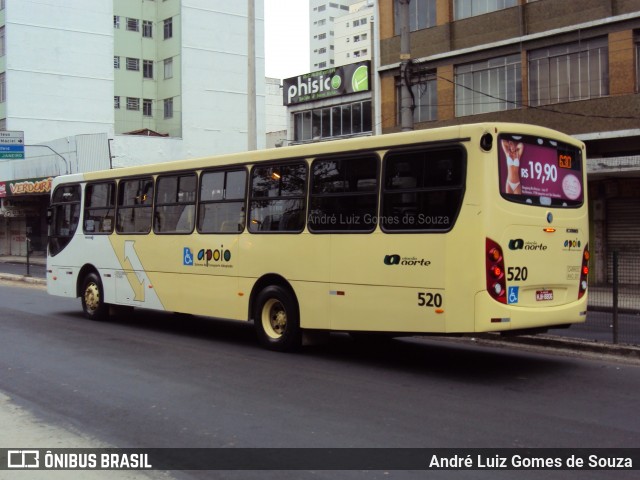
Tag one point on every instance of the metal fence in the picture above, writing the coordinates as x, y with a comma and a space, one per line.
613, 313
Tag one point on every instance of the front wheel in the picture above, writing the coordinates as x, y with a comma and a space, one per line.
92, 295
277, 320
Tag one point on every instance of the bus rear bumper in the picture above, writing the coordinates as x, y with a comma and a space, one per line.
492, 316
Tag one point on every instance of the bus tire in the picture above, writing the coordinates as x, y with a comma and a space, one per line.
92, 296
277, 320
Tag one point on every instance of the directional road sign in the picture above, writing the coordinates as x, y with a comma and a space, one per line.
11, 145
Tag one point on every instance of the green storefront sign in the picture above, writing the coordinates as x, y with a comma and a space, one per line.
332, 82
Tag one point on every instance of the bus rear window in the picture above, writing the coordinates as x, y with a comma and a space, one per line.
540, 171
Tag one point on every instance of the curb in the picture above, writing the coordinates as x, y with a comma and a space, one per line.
23, 278
572, 345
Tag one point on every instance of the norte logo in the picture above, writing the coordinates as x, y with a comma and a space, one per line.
520, 244
396, 259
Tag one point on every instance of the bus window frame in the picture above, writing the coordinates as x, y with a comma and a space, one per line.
244, 200
88, 209
120, 182
156, 191
425, 148
54, 208
303, 196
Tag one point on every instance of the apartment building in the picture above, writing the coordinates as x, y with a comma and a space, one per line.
354, 34
107, 83
322, 15
572, 66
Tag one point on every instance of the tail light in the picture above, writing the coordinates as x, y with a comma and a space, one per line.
496, 283
584, 273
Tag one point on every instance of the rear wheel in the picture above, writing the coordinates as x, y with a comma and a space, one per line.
92, 296
277, 320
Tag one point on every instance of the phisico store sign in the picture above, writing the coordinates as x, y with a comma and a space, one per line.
332, 82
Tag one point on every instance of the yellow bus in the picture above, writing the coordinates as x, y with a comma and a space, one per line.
470, 228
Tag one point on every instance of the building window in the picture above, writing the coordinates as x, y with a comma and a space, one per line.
168, 28
422, 14
424, 95
133, 103
147, 68
3, 87
147, 28
147, 107
133, 64
564, 73
168, 68
337, 121
489, 86
638, 63
133, 24
168, 108
471, 8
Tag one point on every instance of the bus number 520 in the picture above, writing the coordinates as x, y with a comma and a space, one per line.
429, 299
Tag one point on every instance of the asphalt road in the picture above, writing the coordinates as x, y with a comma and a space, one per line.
163, 380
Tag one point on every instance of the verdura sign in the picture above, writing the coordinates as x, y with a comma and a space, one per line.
332, 82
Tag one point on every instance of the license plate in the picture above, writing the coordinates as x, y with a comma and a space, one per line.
544, 295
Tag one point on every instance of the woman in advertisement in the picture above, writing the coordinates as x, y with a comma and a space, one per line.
513, 152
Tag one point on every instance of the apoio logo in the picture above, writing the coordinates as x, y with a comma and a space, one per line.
396, 259
217, 255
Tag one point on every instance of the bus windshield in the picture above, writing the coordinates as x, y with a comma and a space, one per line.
539, 171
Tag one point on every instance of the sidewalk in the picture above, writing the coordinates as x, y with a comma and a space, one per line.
36, 260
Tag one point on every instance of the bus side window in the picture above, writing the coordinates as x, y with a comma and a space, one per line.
278, 198
65, 217
175, 203
344, 194
222, 201
135, 200
99, 208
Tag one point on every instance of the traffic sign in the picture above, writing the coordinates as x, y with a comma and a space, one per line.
11, 145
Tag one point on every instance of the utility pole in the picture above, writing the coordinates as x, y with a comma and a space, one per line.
252, 134
406, 99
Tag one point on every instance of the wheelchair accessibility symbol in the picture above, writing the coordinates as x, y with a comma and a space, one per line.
187, 257
512, 295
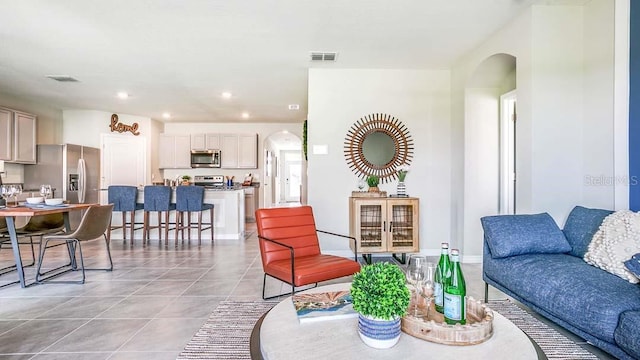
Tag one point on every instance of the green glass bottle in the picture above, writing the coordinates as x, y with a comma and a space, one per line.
454, 293
443, 272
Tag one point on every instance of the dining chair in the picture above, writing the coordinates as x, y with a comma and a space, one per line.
157, 198
37, 226
123, 198
290, 249
190, 199
93, 226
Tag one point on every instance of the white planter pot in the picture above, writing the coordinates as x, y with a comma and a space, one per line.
378, 333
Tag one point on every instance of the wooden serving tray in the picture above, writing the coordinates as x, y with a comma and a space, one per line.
479, 326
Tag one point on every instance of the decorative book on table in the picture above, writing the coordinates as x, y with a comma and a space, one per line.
324, 306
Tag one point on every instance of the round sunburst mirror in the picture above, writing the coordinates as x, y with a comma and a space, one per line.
378, 144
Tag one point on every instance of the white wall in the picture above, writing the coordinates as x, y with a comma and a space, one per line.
84, 127
565, 113
418, 98
598, 103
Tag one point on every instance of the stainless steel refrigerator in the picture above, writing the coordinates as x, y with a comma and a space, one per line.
72, 170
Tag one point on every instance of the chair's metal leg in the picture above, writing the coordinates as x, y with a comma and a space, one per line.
145, 226
212, 224
199, 227
486, 292
133, 224
124, 225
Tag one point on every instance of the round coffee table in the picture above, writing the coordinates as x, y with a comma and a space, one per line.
279, 335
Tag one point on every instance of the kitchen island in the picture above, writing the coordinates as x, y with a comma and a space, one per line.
228, 211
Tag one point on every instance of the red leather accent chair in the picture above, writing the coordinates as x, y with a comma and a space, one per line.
291, 252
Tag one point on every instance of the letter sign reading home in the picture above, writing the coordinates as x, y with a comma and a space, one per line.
120, 127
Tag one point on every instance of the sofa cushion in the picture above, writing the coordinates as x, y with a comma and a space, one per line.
580, 226
633, 265
615, 242
626, 334
567, 288
509, 235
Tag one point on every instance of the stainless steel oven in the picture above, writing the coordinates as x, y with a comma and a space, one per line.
205, 158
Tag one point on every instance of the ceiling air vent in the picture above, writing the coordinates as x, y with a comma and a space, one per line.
62, 78
323, 56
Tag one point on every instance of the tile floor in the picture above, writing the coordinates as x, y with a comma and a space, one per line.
147, 308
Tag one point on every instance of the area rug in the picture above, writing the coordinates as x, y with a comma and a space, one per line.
226, 333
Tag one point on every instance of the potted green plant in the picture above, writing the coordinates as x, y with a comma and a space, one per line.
373, 181
381, 297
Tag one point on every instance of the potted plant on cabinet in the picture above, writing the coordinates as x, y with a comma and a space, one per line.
381, 298
373, 181
186, 179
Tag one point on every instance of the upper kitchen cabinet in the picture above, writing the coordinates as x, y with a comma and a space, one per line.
6, 134
174, 151
18, 135
239, 151
205, 142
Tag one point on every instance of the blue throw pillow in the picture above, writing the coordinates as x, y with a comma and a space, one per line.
509, 235
633, 265
580, 227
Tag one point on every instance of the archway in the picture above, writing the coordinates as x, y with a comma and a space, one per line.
489, 144
284, 175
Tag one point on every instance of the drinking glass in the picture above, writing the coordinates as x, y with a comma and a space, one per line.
428, 284
45, 190
415, 277
5, 193
17, 190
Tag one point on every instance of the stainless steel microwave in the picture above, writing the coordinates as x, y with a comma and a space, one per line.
205, 158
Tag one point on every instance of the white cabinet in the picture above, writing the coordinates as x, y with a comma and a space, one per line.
6, 134
229, 147
18, 136
239, 151
24, 141
205, 142
174, 151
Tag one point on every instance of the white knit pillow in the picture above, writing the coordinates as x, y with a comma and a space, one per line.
617, 239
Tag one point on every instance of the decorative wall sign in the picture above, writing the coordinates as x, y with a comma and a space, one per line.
378, 144
117, 126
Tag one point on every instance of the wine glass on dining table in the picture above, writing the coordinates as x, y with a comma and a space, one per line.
416, 271
428, 285
45, 191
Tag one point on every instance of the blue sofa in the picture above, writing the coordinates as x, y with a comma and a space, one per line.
530, 259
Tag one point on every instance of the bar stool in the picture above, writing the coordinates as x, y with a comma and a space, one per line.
157, 198
190, 199
123, 198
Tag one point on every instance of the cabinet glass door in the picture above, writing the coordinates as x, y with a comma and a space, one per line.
402, 226
371, 226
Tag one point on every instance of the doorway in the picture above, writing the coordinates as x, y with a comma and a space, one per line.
124, 160
508, 116
292, 179
283, 176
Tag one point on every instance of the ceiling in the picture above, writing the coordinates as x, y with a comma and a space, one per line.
178, 56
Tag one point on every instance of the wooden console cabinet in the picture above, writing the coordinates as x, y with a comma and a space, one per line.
384, 225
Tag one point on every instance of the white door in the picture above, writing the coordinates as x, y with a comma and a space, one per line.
292, 175
508, 116
124, 161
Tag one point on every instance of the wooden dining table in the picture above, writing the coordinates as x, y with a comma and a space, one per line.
11, 212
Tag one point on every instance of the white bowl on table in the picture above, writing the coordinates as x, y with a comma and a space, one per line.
56, 201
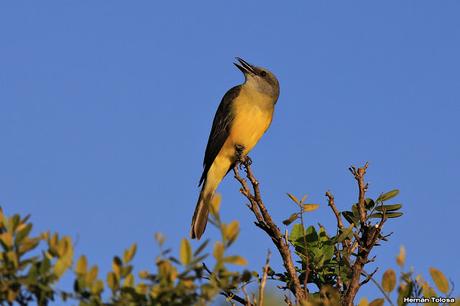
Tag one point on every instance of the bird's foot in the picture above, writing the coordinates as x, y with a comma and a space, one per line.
240, 158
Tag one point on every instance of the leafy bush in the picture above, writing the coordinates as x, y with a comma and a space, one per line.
332, 262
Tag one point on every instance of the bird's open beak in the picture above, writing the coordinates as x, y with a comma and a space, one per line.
244, 66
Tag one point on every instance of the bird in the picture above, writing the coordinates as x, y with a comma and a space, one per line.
244, 114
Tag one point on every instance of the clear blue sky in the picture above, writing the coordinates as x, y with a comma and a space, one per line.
106, 107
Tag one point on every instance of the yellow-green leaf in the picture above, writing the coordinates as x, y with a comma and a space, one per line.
310, 207
388, 195
185, 252
60, 267
160, 238
231, 231
7, 239
92, 274
215, 204
218, 250
293, 198
440, 280
112, 281
129, 253
236, 260
401, 258
389, 280
363, 302
291, 219
82, 265
377, 302
97, 287
129, 281
116, 266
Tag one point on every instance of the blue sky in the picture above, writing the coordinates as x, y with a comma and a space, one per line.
106, 107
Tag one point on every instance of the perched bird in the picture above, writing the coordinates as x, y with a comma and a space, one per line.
243, 116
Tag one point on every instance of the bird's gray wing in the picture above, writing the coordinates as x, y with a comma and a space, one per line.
220, 129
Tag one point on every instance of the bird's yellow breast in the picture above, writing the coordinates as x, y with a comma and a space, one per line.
252, 115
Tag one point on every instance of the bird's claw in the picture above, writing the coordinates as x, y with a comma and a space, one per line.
240, 158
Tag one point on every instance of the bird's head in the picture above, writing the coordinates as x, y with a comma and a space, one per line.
259, 78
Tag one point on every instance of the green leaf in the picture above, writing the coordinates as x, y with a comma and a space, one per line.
440, 280
82, 265
129, 253
112, 281
310, 207
345, 233
389, 280
388, 208
201, 248
369, 203
377, 302
185, 252
129, 281
116, 266
97, 287
297, 232
401, 258
23, 232
231, 231
363, 302
291, 219
388, 195
218, 250
349, 216
388, 215
92, 274
160, 238
236, 260
293, 198
311, 234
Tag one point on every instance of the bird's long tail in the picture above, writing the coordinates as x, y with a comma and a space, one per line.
200, 217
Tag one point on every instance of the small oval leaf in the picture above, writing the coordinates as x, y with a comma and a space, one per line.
185, 252
440, 280
389, 280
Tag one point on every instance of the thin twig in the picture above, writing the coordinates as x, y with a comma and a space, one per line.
379, 287
331, 204
266, 223
264, 279
227, 293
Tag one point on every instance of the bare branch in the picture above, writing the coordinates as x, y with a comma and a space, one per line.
265, 222
264, 279
331, 204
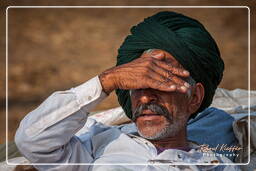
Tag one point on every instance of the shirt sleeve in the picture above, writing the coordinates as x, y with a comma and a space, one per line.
47, 134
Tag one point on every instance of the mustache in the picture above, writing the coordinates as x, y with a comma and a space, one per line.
155, 108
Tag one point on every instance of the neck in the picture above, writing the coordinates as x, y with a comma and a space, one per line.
178, 141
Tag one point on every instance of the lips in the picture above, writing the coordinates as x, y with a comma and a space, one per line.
149, 114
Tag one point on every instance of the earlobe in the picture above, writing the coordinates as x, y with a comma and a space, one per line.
196, 98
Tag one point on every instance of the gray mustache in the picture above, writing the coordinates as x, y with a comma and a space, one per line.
155, 108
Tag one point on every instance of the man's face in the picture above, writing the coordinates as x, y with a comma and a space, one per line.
160, 114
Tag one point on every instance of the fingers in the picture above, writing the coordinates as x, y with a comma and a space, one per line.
162, 83
163, 75
162, 86
177, 71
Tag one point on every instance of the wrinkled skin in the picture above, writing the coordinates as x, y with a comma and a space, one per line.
157, 77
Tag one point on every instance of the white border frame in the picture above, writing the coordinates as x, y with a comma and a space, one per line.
249, 81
#####
### Instructions to follow
Quote every line from the line containing "Tag one point on every instance of the fingers" through the closing line of the listing, including both.

### Answer to the exercise
Tag one point on every instance of the fingers in the picture above, writing the coordinates as x, y with a comma and a space, one per line.
162, 83
163, 75
162, 86
177, 71
Tag one point on every instance of the wrinkled skin in the picture above, writing the coordinates as x, y with a comma and a space, one per line.
157, 77
Tag one point on every instance of the white border frame in the picture above, writing the coordinates as x, y with a comma and a space, one per line.
249, 81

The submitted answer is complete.